**ACTION ITEM**
Each entry needs to be copied exactly, with nothing left out.

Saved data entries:
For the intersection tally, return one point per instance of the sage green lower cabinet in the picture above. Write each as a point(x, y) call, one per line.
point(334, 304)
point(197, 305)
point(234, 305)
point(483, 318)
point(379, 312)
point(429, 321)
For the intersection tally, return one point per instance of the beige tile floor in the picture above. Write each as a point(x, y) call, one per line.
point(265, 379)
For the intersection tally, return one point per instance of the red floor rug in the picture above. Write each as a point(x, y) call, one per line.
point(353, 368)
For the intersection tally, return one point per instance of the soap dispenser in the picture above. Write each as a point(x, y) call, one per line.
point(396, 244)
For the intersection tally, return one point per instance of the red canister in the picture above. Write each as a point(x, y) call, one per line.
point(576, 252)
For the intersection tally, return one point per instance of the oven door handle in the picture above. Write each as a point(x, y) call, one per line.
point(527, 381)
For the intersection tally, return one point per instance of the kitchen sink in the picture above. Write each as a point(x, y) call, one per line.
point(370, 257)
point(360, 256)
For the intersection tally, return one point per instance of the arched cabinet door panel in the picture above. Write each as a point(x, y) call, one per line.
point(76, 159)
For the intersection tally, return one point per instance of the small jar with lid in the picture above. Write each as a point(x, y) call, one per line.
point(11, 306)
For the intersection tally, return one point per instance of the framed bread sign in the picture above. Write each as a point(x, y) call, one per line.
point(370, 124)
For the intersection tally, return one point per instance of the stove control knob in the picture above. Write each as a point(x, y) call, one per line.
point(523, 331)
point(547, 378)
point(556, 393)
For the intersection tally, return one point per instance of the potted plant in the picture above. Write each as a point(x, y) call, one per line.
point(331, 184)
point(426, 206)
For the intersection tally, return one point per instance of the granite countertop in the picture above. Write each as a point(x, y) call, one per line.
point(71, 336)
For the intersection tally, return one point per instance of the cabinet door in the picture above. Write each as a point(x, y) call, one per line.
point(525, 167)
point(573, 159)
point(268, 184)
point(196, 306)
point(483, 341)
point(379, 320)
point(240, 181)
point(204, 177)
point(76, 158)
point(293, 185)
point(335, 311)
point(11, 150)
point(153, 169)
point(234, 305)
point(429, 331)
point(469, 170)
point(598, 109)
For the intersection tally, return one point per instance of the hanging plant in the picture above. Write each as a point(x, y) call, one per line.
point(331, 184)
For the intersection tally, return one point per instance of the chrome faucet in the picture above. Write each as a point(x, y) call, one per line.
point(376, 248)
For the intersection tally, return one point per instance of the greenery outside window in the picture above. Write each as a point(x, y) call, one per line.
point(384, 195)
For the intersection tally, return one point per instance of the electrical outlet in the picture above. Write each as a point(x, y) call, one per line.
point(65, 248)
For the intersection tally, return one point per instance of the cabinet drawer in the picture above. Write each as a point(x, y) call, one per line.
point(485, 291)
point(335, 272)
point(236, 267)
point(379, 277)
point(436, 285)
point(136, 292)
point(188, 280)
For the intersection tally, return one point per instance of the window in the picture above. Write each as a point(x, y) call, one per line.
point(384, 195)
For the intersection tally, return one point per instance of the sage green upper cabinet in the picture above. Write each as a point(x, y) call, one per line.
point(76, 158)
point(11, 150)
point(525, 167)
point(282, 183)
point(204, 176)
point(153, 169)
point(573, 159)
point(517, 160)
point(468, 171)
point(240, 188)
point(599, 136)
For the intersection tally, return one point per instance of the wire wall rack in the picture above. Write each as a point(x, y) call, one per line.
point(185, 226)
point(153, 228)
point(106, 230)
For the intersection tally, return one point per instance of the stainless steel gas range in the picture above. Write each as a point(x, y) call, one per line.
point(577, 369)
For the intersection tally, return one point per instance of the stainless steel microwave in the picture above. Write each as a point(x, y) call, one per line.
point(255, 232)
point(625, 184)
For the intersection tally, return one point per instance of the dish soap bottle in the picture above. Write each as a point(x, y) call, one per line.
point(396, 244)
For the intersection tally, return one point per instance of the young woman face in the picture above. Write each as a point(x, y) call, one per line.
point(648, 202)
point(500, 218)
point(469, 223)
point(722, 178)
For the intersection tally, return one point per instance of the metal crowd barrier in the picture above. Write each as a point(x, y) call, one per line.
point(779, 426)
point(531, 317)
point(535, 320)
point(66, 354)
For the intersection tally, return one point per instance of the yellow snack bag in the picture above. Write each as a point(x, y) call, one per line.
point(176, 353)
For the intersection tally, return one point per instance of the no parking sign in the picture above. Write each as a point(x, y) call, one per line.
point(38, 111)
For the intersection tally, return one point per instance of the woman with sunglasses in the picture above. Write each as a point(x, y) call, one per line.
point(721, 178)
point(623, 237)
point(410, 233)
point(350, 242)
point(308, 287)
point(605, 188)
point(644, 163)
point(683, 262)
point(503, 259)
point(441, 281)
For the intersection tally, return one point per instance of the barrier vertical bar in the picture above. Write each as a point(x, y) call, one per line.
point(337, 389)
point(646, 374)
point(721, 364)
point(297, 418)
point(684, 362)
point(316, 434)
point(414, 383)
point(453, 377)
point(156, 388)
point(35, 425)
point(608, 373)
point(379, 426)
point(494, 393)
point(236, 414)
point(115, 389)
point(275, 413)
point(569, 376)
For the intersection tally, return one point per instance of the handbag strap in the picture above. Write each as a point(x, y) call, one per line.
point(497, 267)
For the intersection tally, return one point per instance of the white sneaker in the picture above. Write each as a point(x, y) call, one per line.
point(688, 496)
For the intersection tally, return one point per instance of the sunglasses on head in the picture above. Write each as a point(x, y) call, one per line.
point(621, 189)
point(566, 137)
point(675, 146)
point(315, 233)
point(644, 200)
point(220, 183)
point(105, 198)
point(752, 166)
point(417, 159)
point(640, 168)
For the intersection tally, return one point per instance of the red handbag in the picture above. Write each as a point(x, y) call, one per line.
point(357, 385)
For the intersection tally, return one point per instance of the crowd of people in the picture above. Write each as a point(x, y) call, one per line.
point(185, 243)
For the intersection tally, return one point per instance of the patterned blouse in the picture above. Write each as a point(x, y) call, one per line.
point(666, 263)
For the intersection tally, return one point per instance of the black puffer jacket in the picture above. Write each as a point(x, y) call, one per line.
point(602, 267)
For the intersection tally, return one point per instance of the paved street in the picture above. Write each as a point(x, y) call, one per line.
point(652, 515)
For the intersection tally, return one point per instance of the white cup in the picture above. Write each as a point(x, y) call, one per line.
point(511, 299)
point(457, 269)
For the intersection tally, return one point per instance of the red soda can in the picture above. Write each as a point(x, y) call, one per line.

**SOLUTION**
For the intersection tally, return one point per instance of the sage green lower cabinet in the picture above. Write each as a point(x, y) call, one per line.
point(334, 304)
point(197, 305)
point(234, 305)
point(483, 318)
point(379, 312)
point(429, 321)
For the intersection tally, return one point per instance of the beige tile floor in the picture above. Write each as a point(x, y) call, one per line.
point(265, 379)
For the intersection tally, return one point per instance of the red floor rug in the picture above. Write each as a point(x, y) call, one per line.
point(353, 368)
For the intersection tally, return one point per instance of the soap dispenser in the picture above. Write each as a point(x, y) call, one per line.
point(396, 244)
For the intersection tally, return one point per instance of the red canister in the picture above. Write each as a point(x, y) call, one per line.
point(576, 252)
For the intersection tally, return one point per instance of the oven door handle in the picture above. Write each as a point(x, y) call, one per line.
point(527, 381)
For the intersection tally, return one point per instance of the kitchen sink in the picture above. Write each as a point(x, y) call, one per line.
point(370, 257)
point(360, 256)
For the intersection tally, return one point per instance of the arched cabinet door panel in the picture above. Write each as a point(x, y) call, one per line.
point(76, 159)
For the intersection tally, return one point per instance of the small jar with lid in the picture above. Write each as a point(x, y) call, one per line.
point(11, 306)
For the intersection tally, return one point per instance of the framed bread sign in the picture above. Write each as a point(x, y) call, one per line.
point(370, 124)
For the intersection tally, return one point per instance of the stove control knob in the picture above. Write each as a point(x, y) call, one per line.
point(523, 331)
point(547, 378)
point(556, 393)
For the intersection tally, return one point per instance of the potted plant in the picture above. Write each as a point(x, y) call, one per line.
point(331, 184)
point(426, 206)
For the intersection tally, return one point per instance of the granite countertop in the picture above. Write each as a point(x, y) call, one per line.
point(71, 336)
For the intersection tally, return one point per instance of the cabinet door in the picture above. Write each as a point(x, y) call, one per line.
point(525, 167)
point(573, 159)
point(268, 184)
point(196, 306)
point(483, 341)
point(379, 320)
point(240, 181)
point(204, 177)
point(76, 158)
point(293, 185)
point(335, 311)
point(11, 150)
point(153, 169)
point(234, 305)
point(429, 331)
point(469, 170)
point(598, 109)
For the intersection tally, return one point per instance of the hanging plant in the picture above. Write each as a point(x, y) call, one per line.
point(331, 184)
For the intersection tally, return one point per instance of the chrome faucet in the picture above. Write each as a point(x, y) call, one per line.
point(376, 248)
For the intersection tally, return one point per instance of the greenery outside window in the picture above. Write each as a point(x, y) call, one per line.
point(384, 195)
For the intersection tally, return one point per instance of the electrical outlet in the picture above. Write each as a point(x, y) call, one per line.
point(65, 248)
For the intersection tally, return one point per instance of the cabinet drawer in the picture above. Write each as a point(x, y) call, one per line.
point(485, 291)
point(335, 272)
point(236, 267)
point(379, 277)
point(436, 285)
point(136, 292)
point(188, 280)
For the intersection tally, return one point per instance of the window in the picture above. Write each as a point(x, y) call, one per line.
point(384, 195)
For the intersection tally, return one point per instance of the sage green upper cabinet in the picture above. Write each as a point(x, y) call, one per line.
point(76, 158)
point(11, 150)
point(525, 167)
point(282, 183)
point(204, 176)
point(153, 169)
point(573, 159)
point(517, 160)
point(468, 171)
point(240, 188)
point(599, 136)
For the intersection tally, return one point per instance of the wire wall rack in the picture above. Write each as a point(x, y) call, one per line.
point(185, 226)
point(153, 228)
point(106, 230)
For the intersection tally, return one point per instance of the stainless steel gas range in the picture above. Write each as a point(x, y) call, one per line.
point(577, 369)
For the intersection tally, return one point per instance of the stainless steel microwave in the picture above. Write each as a point(x, y) call, one per line.
point(255, 232)
point(625, 184)
For the intersection tally, return one point per instance of the dish soap bottle in the picture above. Write each as a point(x, y) call, one per line.
point(396, 244)
For the intersection tally, return one point per instance of the young woman face in the picture above. Write each as a point(x, y) call, one per line.
point(648, 202)
point(500, 218)
point(469, 223)
point(722, 178)
For the intersection tally, return one point per instance of the metal crowd barrier in the picture above. Write each as a point(x, y) call, one per line.
point(779, 426)
point(531, 317)
point(535, 320)
point(66, 354)
For the intersection tally, return one point per instance of the yellow snack bag in the picture above. Write each as a point(x, y) call, one per line.
point(176, 353)
For the intersection tally, return one point per instance of the no parking sign in the picture above. Write each as a point(x, y) call, one per line.
point(38, 111)
For the intersection tally, return one point per instance of the woman with sunglasses in the picture above. Write each as a point(x, y) call, one per line.
point(721, 178)
point(623, 237)
point(410, 233)
point(350, 242)
point(308, 287)
point(605, 188)
point(644, 163)
point(683, 262)
point(503, 259)
point(441, 281)
For the intersection tally, return one point per instance of the barrier vertical bar in the picture above. Write each as a point(x, y) call, one per line.
point(337, 389)
point(646, 374)
point(721, 364)
point(297, 418)
point(684, 362)
point(316, 434)
point(414, 383)
point(453, 377)
point(156, 388)
point(35, 425)
point(608, 373)
point(379, 426)
point(494, 393)
point(236, 414)
point(115, 389)
point(275, 413)
point(569, 376)
For the intersection tally, return one point per instance of the handbag strap in the picture above. Write each as a point(x, y) call, one per line.
point(497, 267)
For the intersection tally, return one point per instance of the white sneaker in the picture above. Write each as a point(x, y) call, one per line.
point(688, 496)
For the intersection tally, return one point per instance of the sunglasses on head in the picture above. Write each as a point(x, y) call, one per line.
point(621, 189)
point(566, 137)
point(675, 146)
point(315, 233)
point(644, 200)
point(220, 183)
point(105, 198)
point(752, 166)
point(417, 159)
point(640, 168)
For the intersection tally, return one point per instance of the red handbag in the picture above. Write each as a point(x, y) call, one per line.
point(357, 385)
For the intersection tally, return one point per instance of the crowd of people in the picture above. Write each as a point(x, y) call, one per line.
point(185, 243)
For the intersection tally, return one point per instance of the patterned blouse in the picture above. Write each as a point(x, y) call, one per line.
point(666, 263)
For the intersection tally, return one point per instance of the black puffer jacket in the picture above. Write each as a point(x, y) call, one per line.
point(602, 267)
For the intersection tally, return one point per instance of the paved street in the picture above. Write each as a point(x, y) call, one per line.
point(652, 515)
For the intersection tally, return one point per instance of the white cup in the picture above. Write each as a point(x, y) call, one per line.
point(511, 299)
point(457, 269)
For the intersection tally, return one point per instance of the red soda can in the picture above. Write each as a point(x, y) call, one per line.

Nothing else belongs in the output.